Problem description :: Rewrite all of the data below, switching "bounding box" to "rectangle" wherever it occurs and leaving everything else as it is.

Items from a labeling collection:
....

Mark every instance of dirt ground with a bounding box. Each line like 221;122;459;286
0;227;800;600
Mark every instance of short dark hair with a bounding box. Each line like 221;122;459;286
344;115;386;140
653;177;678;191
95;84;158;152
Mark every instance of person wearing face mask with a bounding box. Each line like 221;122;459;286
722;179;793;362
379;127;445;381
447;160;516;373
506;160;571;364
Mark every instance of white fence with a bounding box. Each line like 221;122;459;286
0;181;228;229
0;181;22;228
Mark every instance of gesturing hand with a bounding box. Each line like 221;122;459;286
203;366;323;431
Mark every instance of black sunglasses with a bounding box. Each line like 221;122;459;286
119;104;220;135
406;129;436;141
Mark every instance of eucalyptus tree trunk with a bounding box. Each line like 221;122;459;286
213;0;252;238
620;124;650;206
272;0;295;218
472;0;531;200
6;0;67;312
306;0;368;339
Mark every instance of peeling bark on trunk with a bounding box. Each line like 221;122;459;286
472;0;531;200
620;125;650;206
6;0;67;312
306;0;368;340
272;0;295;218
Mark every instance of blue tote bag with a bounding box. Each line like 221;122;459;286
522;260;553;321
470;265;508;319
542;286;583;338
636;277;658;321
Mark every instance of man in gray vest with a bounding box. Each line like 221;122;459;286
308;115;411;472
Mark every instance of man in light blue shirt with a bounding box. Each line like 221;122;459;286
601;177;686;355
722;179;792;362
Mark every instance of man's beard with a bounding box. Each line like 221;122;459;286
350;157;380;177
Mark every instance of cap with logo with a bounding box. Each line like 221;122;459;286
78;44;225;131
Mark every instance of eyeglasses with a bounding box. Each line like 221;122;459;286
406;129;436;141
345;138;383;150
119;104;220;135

....

Result of the task ::
Mark every instance of dirt ground with a rectangle. Each line like 221;122;459;286
0;227;800;600
Mark every instance of short dark hair with a rectangle. Each line like 221;122;459;286
344;115;386;140
653;177;678;191
95;84;158;152
Mark every instance of person wearing face mask with a rectangle. Each line like 221;122;459;286
722;179;793;362
379;127;445;381
447;160;516;373
506;160;571;364
Mark every instance of white fence with a rectangle. Each line like 221;122;459;286
0;181;228;229
0;181;22;228
Mark every instance of gesturing hand with a rectangle. Each line like 221;122;459;286
203;366;323;431
Mark every instance of black sunglasses with a rectangle. Each line like 221;122;459;286
119;104;220;135
406;129;436;141
Mark every instance of eucalyptus tree trunk with a rectangle. Each line like 221;122;459;286
213;0;252;238
620;124;650;206
272;0;295;218
472;0;531;200
6;0;67;312
306;0;368;339
Mark every instance of peeling bark on trunk with a rectangle. Each line like 221;122;459;286
472;0;531;200
620;125;650;206
6;0;67;312
306;0;368;340
272;0;295;218
Mark every instance of blue tote bag with a rectangle. Each line like 221;122;459;286
522;260;553;321
470;265;508;319
542;286;583;338
636;277;658;321
Mark every instance of man in gray vest with a rectangle. Each line like 221;122;459;286
308;115;411;472
Mark every instance of man in light blue shirt with a rectangle. Each line like 221;122;459;286
601;177;686;355
722;179;792;362
Mark every instance of man's beard with a rectangle. Each line like 221;122;459;286
350;157;380;177
Mark every instance of cap with logo with a rectangle. Each line like 221;122;459;286
78;44;225;131
Mark every instance of eyeglasses with a rectangle. Each line like 221;122;459;286
406;129;436;141
345;138;383;150
119;104;220;135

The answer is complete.